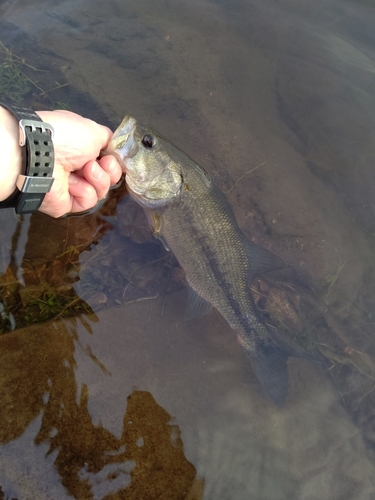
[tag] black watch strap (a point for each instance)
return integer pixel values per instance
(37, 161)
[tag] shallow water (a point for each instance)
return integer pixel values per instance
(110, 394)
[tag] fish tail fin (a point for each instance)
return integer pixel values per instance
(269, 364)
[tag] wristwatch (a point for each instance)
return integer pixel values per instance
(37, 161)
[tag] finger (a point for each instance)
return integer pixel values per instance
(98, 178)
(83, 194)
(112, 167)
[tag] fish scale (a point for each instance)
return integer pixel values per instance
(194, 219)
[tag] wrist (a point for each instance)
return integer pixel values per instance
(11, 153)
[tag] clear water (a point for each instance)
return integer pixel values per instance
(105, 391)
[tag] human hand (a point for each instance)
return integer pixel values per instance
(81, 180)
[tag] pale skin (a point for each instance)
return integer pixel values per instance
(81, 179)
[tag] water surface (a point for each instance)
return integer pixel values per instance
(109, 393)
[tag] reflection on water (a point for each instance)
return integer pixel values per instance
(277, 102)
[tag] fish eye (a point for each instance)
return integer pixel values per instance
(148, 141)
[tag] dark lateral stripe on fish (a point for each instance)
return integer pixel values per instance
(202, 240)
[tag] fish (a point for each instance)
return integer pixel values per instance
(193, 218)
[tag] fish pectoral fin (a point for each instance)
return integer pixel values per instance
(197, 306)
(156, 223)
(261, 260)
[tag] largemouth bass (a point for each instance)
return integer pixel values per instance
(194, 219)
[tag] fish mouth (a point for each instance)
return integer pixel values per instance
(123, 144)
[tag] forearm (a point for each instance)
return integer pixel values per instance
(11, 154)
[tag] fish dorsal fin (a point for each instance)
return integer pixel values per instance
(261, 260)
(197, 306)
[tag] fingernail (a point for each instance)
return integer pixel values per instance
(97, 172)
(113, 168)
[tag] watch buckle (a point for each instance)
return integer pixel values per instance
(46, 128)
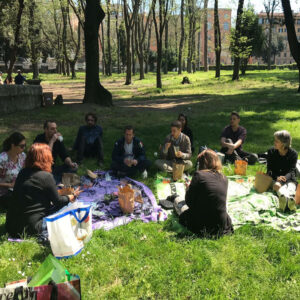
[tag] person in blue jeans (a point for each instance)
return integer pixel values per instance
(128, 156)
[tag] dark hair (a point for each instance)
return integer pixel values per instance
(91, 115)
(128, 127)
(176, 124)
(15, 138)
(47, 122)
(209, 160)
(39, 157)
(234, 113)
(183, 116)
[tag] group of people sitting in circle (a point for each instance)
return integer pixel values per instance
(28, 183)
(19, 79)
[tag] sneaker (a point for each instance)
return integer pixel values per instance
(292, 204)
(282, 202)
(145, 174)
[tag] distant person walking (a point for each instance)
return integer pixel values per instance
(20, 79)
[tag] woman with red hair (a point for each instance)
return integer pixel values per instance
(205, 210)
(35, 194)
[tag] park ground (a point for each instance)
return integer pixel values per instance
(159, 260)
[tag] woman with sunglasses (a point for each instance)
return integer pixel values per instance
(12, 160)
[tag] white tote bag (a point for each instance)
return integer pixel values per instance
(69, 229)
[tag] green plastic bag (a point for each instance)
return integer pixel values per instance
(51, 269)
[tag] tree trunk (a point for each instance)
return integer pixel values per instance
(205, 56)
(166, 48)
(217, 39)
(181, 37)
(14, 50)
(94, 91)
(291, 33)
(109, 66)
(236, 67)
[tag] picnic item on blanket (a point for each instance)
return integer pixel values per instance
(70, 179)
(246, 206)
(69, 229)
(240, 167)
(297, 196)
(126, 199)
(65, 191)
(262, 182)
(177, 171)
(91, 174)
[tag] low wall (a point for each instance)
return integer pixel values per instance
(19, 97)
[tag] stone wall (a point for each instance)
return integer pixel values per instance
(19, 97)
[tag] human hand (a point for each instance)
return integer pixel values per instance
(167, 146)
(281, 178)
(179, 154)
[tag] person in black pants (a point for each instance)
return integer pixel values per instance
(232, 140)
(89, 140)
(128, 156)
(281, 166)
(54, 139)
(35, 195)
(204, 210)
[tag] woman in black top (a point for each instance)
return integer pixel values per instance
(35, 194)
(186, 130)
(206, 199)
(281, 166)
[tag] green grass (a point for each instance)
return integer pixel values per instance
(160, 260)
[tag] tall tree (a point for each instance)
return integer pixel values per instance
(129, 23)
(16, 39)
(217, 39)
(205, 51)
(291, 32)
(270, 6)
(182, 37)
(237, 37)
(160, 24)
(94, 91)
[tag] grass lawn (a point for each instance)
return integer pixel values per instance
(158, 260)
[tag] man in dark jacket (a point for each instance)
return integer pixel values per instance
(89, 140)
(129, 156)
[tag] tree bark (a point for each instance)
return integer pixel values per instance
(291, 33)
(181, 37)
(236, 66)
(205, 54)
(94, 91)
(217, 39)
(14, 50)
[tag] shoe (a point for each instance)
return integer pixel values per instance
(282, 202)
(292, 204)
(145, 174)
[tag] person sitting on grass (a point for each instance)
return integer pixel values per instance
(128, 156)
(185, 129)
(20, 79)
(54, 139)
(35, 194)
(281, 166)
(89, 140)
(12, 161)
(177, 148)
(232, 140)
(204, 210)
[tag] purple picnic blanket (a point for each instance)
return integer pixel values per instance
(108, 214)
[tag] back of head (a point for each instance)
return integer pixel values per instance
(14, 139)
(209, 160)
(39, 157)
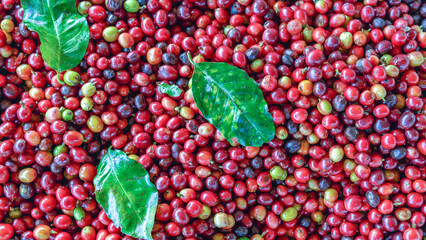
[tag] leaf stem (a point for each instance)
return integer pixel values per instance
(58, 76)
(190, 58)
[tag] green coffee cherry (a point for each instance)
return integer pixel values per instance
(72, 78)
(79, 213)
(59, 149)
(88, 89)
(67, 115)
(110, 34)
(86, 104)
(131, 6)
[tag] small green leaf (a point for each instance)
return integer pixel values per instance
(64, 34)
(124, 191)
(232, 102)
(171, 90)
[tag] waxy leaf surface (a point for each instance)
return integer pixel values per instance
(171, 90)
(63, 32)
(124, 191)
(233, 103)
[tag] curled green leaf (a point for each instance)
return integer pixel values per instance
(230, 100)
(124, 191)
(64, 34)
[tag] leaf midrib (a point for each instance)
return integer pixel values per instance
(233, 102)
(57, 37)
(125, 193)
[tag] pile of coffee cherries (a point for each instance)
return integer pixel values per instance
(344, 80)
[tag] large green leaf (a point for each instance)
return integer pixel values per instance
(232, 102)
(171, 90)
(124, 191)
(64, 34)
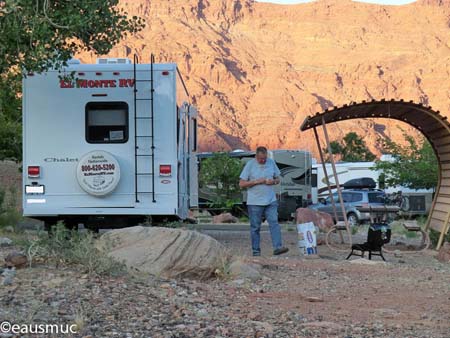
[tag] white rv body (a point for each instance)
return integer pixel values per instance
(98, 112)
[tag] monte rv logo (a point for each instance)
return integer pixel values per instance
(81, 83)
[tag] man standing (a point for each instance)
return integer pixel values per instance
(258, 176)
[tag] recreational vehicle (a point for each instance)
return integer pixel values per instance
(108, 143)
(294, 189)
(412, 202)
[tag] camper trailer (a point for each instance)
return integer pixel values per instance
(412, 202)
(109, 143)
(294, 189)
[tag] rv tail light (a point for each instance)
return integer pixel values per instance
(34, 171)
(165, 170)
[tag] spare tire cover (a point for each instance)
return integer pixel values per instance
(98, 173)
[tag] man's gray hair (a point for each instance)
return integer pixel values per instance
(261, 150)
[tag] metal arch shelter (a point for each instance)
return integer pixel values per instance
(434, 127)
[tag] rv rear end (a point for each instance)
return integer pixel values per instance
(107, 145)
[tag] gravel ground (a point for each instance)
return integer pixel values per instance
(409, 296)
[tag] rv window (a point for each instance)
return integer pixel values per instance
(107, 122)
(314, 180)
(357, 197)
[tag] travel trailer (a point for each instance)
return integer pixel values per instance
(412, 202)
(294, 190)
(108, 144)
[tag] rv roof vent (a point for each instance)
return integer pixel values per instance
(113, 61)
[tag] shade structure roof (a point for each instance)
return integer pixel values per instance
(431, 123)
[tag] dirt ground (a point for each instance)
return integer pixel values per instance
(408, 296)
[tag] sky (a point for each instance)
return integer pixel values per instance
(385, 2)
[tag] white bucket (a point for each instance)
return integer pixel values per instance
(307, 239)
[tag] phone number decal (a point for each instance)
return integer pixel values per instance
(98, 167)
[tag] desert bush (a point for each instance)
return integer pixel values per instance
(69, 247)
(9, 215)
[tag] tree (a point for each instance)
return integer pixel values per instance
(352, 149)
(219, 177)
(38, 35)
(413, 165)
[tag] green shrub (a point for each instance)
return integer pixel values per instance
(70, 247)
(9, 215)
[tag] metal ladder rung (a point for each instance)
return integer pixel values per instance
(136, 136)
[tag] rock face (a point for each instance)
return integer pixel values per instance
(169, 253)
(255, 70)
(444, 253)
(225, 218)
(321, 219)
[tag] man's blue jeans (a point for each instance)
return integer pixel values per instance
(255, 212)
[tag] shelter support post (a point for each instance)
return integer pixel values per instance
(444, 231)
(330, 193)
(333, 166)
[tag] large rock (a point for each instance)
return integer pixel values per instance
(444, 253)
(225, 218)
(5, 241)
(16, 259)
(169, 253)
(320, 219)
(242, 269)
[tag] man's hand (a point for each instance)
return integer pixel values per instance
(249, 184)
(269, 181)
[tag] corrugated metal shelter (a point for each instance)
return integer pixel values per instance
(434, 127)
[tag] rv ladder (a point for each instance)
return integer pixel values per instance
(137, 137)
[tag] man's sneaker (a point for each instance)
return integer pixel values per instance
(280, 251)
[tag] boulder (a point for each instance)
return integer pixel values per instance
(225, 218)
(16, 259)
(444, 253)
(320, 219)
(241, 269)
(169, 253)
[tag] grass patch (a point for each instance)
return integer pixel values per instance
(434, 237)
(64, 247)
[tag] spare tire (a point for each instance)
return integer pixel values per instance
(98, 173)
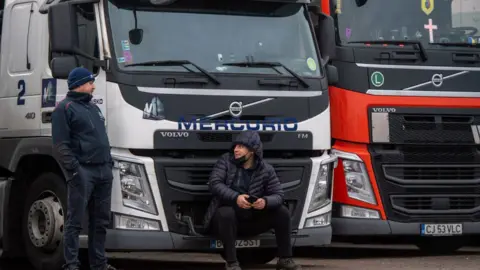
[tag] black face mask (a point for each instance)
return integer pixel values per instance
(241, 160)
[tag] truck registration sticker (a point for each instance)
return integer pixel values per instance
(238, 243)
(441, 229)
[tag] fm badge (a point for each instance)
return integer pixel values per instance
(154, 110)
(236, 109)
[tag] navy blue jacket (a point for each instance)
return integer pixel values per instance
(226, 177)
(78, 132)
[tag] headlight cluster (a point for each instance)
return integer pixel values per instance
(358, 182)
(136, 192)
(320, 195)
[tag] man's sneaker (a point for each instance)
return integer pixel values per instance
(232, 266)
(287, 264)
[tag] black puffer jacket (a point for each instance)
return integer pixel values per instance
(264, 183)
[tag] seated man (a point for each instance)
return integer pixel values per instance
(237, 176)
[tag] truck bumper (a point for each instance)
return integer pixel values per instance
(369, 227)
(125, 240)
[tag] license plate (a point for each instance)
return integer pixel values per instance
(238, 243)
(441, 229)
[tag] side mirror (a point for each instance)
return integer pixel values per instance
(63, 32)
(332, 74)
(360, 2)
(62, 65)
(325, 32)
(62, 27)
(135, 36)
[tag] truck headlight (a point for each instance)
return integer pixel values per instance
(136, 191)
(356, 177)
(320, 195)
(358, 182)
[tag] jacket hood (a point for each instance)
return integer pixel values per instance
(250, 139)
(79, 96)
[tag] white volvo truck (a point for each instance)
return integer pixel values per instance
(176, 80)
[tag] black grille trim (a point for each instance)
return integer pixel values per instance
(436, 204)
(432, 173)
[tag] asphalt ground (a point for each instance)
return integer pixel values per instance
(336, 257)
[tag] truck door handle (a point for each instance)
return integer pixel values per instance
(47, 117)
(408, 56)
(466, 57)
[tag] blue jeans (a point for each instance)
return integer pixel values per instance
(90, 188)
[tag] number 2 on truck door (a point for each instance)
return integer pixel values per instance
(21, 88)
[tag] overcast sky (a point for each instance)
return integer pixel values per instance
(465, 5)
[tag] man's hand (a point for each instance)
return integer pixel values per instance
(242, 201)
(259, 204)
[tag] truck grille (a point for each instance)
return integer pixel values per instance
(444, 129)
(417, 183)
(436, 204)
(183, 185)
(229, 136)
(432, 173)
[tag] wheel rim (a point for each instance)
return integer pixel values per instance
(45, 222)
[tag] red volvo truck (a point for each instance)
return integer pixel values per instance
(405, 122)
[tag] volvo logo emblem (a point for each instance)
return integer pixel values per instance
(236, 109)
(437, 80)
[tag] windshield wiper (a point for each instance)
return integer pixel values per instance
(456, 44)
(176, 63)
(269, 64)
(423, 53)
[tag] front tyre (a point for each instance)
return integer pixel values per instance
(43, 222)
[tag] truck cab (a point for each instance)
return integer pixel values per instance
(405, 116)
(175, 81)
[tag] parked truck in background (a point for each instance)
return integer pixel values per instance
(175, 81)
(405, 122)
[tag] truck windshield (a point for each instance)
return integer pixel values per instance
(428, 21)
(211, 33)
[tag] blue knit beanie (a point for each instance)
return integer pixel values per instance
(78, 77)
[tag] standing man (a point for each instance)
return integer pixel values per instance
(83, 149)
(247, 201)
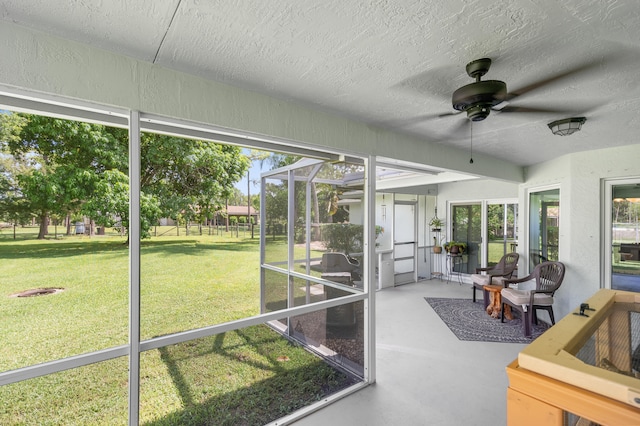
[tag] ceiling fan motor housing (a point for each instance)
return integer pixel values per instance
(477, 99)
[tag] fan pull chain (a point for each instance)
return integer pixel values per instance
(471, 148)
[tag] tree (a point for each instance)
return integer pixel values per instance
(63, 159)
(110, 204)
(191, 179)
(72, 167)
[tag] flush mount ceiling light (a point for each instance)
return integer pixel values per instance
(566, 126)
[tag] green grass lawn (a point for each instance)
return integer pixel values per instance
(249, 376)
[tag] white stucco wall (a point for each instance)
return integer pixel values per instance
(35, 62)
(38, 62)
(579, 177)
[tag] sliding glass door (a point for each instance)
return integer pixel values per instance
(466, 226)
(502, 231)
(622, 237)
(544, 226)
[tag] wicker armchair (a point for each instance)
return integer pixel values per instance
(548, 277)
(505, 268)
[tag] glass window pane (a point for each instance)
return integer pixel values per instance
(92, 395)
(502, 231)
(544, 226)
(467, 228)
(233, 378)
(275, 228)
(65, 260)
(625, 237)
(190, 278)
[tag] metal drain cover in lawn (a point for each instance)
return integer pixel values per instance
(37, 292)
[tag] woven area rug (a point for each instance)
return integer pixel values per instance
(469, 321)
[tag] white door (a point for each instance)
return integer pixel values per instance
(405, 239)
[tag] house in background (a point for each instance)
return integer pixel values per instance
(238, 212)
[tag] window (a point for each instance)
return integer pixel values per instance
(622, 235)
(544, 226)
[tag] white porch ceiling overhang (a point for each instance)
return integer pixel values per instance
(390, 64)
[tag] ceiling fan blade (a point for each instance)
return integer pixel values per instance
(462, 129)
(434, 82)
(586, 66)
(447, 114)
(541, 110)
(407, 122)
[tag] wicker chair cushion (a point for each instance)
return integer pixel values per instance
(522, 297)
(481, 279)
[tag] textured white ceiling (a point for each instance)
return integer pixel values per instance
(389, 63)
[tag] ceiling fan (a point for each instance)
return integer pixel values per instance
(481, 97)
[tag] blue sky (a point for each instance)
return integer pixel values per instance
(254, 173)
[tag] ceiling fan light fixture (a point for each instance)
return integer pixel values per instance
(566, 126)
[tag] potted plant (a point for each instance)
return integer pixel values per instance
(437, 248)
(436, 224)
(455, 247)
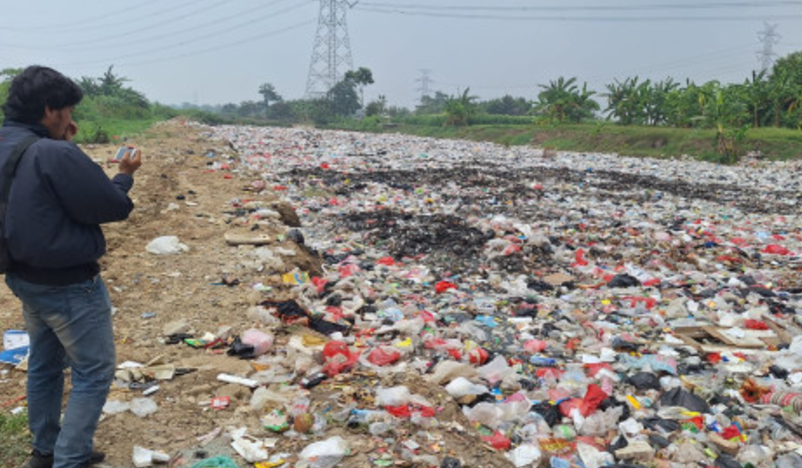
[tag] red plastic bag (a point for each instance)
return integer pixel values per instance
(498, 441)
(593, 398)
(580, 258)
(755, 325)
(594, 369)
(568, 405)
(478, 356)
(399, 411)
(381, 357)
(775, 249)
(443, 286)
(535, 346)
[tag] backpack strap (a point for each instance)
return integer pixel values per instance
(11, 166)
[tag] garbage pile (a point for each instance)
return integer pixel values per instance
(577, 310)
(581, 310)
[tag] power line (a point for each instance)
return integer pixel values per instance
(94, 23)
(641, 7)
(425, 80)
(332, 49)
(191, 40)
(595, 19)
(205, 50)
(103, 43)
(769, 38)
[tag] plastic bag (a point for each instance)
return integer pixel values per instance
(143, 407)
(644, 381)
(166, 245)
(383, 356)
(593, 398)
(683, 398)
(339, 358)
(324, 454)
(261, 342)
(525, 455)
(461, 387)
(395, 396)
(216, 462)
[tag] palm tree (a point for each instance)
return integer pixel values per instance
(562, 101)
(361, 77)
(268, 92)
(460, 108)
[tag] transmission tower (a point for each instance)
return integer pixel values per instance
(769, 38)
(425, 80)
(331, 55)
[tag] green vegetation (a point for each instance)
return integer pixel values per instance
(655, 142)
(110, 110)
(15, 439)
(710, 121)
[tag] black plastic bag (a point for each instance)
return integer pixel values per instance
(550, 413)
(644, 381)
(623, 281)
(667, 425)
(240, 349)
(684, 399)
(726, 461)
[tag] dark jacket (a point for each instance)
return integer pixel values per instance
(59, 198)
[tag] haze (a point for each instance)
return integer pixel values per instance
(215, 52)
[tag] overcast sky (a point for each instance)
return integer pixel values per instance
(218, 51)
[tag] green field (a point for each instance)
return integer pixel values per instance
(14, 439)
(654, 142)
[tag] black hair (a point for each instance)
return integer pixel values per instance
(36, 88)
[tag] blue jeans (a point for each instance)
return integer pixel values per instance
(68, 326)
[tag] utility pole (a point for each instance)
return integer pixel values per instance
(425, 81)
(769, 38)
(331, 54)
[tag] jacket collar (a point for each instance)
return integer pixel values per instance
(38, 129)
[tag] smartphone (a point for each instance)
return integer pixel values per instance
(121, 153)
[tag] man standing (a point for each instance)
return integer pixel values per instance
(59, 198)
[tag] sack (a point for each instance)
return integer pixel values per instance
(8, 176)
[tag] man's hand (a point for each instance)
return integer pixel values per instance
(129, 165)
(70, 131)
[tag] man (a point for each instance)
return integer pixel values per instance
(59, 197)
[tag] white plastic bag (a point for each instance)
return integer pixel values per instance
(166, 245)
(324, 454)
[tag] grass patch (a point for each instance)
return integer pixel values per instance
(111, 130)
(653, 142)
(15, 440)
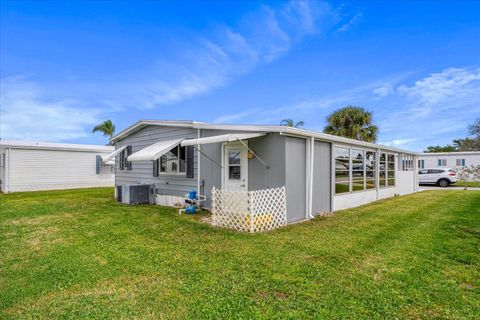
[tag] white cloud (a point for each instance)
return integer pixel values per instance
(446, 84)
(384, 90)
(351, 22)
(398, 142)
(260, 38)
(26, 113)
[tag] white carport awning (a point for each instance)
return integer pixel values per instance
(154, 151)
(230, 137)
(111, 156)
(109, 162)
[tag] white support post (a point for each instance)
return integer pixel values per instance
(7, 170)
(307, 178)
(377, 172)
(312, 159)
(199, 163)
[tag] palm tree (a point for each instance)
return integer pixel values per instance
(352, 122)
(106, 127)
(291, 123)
□ □ □ □ □ □ □
▸ WORK REQUIRED:
Which lines above contain the word "door"? Copy each of them.

▸ EXERCISE OUTPUT:
[tag] truck door handle (a point for each instance)
[tag] number 2 on truck door (a point for each instance)
[tag] sliding glass door (a point for each instance)
[tag] white door (a point for each instance)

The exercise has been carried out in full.